CONSEGNE:
A: Puoi ricopiare dal brano sulle pensioni il tratto che comincia con le parole "Sono di nuovo" e termina dopo "come somma-limite). Vedremo."?
B: Sapresti proseguire il brano sulle pensioni, riprendendo subito dopo la sua ultima frase?

BRANO DI PARTENZA:
------------------------------

Invece di prenderla sul generale, provo a raccontare il mio caso…
Io, “giovane” aspirante pensionato

student-job-search-02 In questi giorni se ne sentono di tutti i colori intorno a questo fatidico Decreto per lo Sviluppo che, per ora, ha fatto sviluppare solo la diffidenza degli Italiani nei confronti di un governo di incapaci e di fannulloni. Dell’opposizione meglio tacere.
Sono di nuovo sotto attacco le pensioni, con discorsi fumosi, barricate incomprensibili e improvvisi cedimenti altrettanto “sospetti”. Il tema è noto e non lo riprendo qui, voglio provare a spiegare cosa penso usando il mio caso come paradigma di un sentire che credo essere parecchio diffuso, anche se non maggioritario.

Ho appena compiuto 57 anni e l’anno prossimo, quando ne avrò 58, maturerò il diritto ad andare in pensione con 40 anni di contributi (preciso che li ho lavorati tutti, tranne quello del servizio militare e i cinque di consigliere regionale, non ho riscattato altro). La somma dell’età anagrafica e degli anni di lavoro allora farà 98, dunque potrei ancora rientrare fra quelli che non verrebbero toccati da un eventuale innalzamento dell’età pensionabile (si parla di 97 come somma-limite). Vedremo.

Se mi si chiedesse di ritardare l’andata in pensione per contribuire a costruire un fondo per l’occupazione giovanile di qualità (lavoro qualificato, contratti veri, nessuna scorciatoia per gli imprenditori disonesti) accetterei.
Ciò nonostante abbia un sacco di attività da coltivare che svilupperei meglio in pensione.

------------------------------

Voci archiviate nel dataset:

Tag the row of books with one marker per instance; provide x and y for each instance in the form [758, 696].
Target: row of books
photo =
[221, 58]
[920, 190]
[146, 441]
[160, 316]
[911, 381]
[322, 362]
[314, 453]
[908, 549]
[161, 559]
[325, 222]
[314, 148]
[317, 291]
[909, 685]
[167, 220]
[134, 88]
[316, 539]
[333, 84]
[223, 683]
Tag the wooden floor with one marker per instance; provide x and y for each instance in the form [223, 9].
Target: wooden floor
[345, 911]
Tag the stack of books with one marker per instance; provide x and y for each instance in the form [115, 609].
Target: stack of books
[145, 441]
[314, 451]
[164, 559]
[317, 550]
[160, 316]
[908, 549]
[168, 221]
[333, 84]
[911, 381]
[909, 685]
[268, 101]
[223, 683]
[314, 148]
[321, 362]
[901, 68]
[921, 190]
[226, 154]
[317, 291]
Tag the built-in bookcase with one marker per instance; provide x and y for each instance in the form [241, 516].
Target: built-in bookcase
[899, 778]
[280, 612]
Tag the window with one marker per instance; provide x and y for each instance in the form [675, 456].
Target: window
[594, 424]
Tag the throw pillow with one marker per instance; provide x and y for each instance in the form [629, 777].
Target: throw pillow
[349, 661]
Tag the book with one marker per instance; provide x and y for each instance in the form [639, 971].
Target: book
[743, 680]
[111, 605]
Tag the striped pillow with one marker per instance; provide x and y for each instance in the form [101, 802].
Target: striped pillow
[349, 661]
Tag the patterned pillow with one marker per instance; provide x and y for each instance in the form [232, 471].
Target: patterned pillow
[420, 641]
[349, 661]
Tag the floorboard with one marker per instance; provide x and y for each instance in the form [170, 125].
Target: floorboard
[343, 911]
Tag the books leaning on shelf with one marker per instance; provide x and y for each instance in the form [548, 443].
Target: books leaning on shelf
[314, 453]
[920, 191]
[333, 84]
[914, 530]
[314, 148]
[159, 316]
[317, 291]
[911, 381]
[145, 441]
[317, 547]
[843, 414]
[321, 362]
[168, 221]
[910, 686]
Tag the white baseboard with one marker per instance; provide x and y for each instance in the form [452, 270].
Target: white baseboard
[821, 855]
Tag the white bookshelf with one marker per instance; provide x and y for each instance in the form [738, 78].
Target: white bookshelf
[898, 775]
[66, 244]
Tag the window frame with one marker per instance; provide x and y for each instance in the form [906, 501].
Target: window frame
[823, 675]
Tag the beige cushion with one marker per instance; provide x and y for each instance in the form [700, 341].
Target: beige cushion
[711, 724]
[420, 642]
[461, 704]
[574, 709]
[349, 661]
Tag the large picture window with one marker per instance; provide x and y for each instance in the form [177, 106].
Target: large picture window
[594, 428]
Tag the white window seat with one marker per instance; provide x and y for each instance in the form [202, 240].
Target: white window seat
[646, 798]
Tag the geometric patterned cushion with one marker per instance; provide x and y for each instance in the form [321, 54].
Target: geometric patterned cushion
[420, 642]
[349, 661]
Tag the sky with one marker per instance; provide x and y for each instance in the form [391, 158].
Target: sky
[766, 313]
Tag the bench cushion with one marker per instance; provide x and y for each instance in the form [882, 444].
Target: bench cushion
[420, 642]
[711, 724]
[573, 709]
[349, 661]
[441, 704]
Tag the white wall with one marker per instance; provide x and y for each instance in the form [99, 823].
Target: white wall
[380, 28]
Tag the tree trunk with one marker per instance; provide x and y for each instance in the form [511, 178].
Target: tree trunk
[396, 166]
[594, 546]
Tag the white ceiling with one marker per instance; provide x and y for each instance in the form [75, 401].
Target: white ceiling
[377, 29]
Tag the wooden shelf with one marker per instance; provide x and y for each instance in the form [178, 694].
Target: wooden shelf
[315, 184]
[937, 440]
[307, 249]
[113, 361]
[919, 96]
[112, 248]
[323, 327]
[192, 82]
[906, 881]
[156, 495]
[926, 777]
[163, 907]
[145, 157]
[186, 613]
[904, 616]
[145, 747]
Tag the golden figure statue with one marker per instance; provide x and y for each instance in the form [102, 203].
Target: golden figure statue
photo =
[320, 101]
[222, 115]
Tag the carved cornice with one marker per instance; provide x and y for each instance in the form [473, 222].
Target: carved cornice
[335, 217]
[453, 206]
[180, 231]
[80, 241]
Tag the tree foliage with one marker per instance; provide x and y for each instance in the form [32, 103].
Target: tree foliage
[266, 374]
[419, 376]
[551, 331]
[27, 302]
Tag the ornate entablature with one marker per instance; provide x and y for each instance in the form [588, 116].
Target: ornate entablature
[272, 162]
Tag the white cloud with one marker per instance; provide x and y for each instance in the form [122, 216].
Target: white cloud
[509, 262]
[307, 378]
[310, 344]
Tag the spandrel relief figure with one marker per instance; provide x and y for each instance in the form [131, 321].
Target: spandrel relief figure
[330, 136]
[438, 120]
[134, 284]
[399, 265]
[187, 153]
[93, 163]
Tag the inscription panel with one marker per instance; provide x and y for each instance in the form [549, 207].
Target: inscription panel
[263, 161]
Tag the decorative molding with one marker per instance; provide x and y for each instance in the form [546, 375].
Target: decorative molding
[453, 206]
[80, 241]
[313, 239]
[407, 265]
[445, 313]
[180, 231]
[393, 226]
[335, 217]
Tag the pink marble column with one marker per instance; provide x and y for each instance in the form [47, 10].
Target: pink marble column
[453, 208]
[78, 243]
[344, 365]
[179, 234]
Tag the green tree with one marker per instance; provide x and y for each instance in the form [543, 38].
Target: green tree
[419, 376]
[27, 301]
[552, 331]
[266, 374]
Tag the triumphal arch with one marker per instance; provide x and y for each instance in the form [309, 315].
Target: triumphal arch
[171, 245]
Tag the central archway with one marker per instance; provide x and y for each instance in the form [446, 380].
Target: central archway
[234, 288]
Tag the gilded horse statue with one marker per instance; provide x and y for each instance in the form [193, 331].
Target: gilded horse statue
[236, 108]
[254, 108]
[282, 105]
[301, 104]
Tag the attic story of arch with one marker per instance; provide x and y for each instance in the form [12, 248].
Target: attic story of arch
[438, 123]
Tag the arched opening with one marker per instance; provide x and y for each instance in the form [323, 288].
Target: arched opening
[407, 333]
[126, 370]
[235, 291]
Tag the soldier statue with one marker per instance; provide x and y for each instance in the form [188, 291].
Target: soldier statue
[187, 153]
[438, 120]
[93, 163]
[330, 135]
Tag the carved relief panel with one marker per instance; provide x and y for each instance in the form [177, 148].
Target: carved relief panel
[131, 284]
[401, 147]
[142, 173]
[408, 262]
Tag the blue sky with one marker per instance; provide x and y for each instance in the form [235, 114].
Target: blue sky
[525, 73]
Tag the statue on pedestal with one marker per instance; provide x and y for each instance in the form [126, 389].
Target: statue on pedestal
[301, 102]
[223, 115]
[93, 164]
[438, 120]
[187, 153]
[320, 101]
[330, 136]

------------------------------

SOLUZIONI DELL'ESERCIZIO:
A:
Sono di nuovo sotto attacco le pensioni, con discorsi fumosi, barricate incomprensibili e improvvisi cedimenti altrettanto “sospetti”. Il tema è noto e non lo riprendo qui, voglio provare a spiegare cosa penso usando il mio caso come paradigma di un sentire che credo essere parecchio diffuso, anche se non maggioritario.

Ho appena compiuto 57 anni e l’anno prossimo, quando ne avrò 58, maturerò il diritto ad andare in pensione con 40 anni di contributi (preciso che li ho lavorati tutti, tranne quello del servizio militare e i cinque di consigliere regionale, non ho riscattato altro). La somma dell’età anagrafica e degli anni di lavoro allora farà 98, dunque potrei ancora rientrare fra quelli che non verrebbero toccati da un eventuale innalzamento dell’età pensionabile (si parla di 97 come somma-limite). Vedremo.

B:
Considero un mio dovere – dopo essermi occupato di giovani per tutta la vita – fare la mia parte per cambiare strada e fare un’Italia dove chi può si occupa degli altri e non sempre e solo di se stesso. Ho la fortuna di avere un lavoro che mi appassiona, oggi come un tempo,  e sarebbe davvero poca fatica prolungare la mia permanenza in cattedra, se questo servisse a un governo credibile per fare cose importanti e credibili per le generazioni che verranno.

Penso che i risparmi sulla mia “mancata” pensione potrebbero essere adoperati non per mandare ragazzi a lavorare con forma atipiche, magari in settori senza futuro e qualificazione, ma per aiutare chi ci crede a rilanciare ricerca, innovazione, imprenditorialità, occupazione dipendente dinamica e responsabilizzante.
Temo che “aiutare i giovani” per troppi Italiani voglia ancora dire “cercare raccomandazioni per i propri figli”, vendersi per una promessa, incitare i pargoli e le pargolette a cercare scorciatoie degradanti. Per questo temo che uno slancio di coesione e di solidarietà fra le generazioni sarà difficile da realizzare.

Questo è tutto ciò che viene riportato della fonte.